Part of a data file =>
--- Start ---

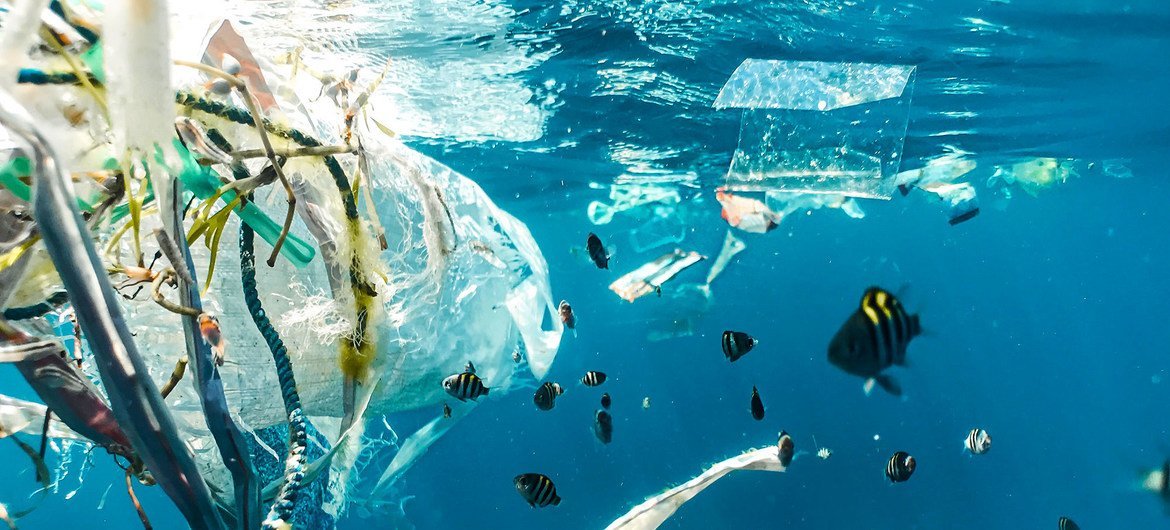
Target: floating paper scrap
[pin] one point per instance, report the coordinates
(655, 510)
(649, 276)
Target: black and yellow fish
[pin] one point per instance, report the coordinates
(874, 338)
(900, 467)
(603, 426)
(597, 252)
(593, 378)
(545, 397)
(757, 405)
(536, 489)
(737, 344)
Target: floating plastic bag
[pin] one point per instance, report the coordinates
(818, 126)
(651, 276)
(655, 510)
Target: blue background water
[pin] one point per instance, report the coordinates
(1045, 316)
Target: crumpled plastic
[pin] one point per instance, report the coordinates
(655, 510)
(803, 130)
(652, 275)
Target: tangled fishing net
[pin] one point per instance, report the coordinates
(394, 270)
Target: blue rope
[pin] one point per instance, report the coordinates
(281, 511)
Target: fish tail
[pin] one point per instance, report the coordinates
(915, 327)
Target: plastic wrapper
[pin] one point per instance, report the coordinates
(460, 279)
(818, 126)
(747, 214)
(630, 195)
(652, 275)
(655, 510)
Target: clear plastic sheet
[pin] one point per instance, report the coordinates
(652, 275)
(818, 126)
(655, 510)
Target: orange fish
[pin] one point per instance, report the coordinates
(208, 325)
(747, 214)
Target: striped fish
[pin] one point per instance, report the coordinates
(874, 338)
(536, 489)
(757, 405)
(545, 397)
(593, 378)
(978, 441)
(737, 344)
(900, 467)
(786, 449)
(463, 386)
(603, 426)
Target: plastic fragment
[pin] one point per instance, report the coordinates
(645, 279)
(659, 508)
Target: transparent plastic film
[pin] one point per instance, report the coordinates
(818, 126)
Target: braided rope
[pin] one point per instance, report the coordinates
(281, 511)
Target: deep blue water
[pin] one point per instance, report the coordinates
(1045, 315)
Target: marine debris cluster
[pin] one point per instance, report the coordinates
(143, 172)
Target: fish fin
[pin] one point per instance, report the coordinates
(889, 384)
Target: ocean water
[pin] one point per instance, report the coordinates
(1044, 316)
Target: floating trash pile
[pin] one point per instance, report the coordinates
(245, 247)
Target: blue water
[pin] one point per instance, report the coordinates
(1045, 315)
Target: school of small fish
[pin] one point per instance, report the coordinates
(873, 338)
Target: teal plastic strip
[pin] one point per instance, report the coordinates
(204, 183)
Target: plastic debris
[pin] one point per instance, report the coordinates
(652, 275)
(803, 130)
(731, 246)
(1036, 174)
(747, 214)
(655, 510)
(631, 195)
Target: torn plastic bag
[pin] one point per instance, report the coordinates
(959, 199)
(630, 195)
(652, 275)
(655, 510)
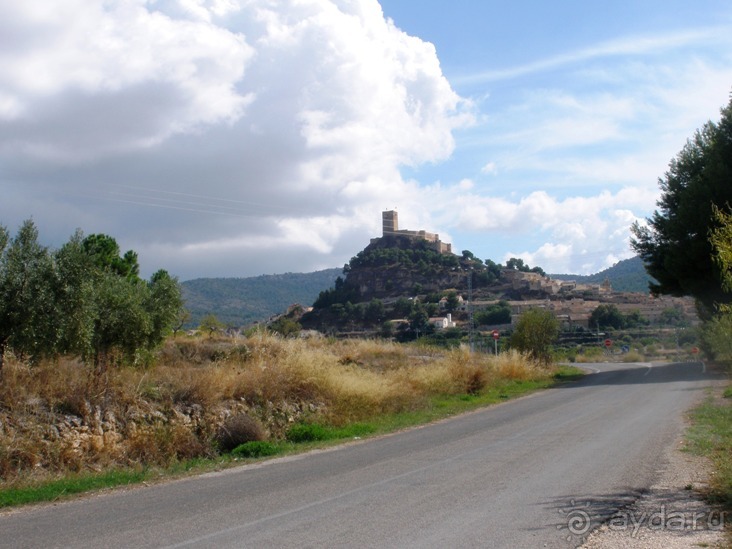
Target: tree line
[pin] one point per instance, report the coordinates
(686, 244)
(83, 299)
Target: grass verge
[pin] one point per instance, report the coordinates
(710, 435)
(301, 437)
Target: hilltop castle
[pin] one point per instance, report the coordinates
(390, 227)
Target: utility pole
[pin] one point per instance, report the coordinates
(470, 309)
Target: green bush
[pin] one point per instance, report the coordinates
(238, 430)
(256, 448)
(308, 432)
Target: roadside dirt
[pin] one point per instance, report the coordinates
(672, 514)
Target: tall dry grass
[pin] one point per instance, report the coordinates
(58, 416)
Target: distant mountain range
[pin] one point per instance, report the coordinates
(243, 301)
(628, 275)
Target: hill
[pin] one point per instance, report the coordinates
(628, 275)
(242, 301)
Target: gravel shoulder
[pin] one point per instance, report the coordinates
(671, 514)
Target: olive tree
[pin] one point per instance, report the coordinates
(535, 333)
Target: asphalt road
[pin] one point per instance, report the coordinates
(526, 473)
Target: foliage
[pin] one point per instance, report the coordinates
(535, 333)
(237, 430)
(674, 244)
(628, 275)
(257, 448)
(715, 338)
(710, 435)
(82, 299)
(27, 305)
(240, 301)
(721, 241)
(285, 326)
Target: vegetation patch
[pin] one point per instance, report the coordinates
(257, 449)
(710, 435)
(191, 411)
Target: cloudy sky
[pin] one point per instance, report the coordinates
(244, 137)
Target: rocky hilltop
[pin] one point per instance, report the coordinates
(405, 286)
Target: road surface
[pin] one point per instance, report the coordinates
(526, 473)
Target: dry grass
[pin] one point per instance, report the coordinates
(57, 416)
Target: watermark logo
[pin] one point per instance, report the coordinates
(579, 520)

--- End ---
--- Start ---

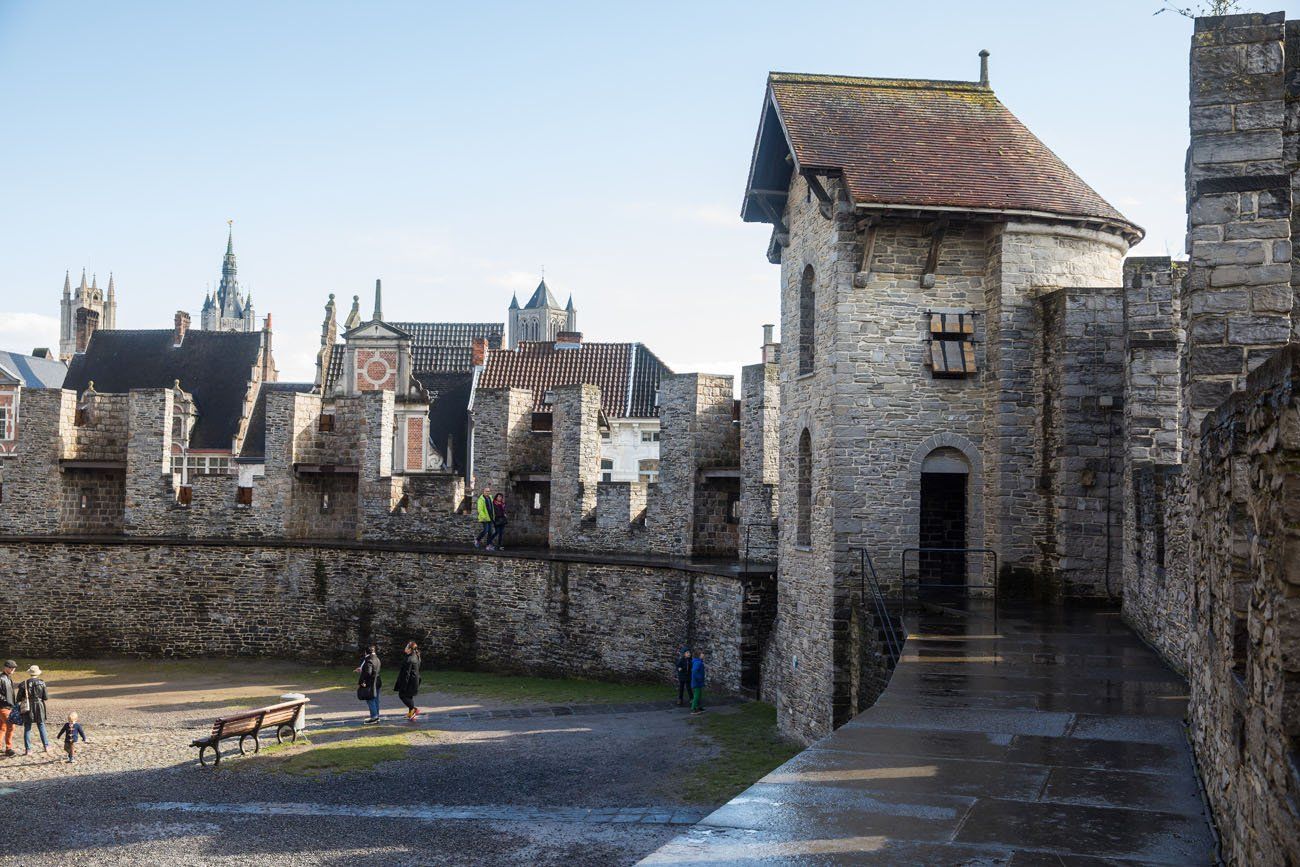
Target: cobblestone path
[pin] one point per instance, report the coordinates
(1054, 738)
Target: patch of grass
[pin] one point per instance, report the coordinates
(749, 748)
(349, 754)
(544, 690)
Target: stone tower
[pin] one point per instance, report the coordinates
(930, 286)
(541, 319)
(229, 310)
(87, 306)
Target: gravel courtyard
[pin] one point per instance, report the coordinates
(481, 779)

--- End ---

INSTRUCTION =>
Extract every line in the items above that contains the word "rope", matching case exactly.

EXERCISE ANSWER =>
Target: blue rope
Target: braided rope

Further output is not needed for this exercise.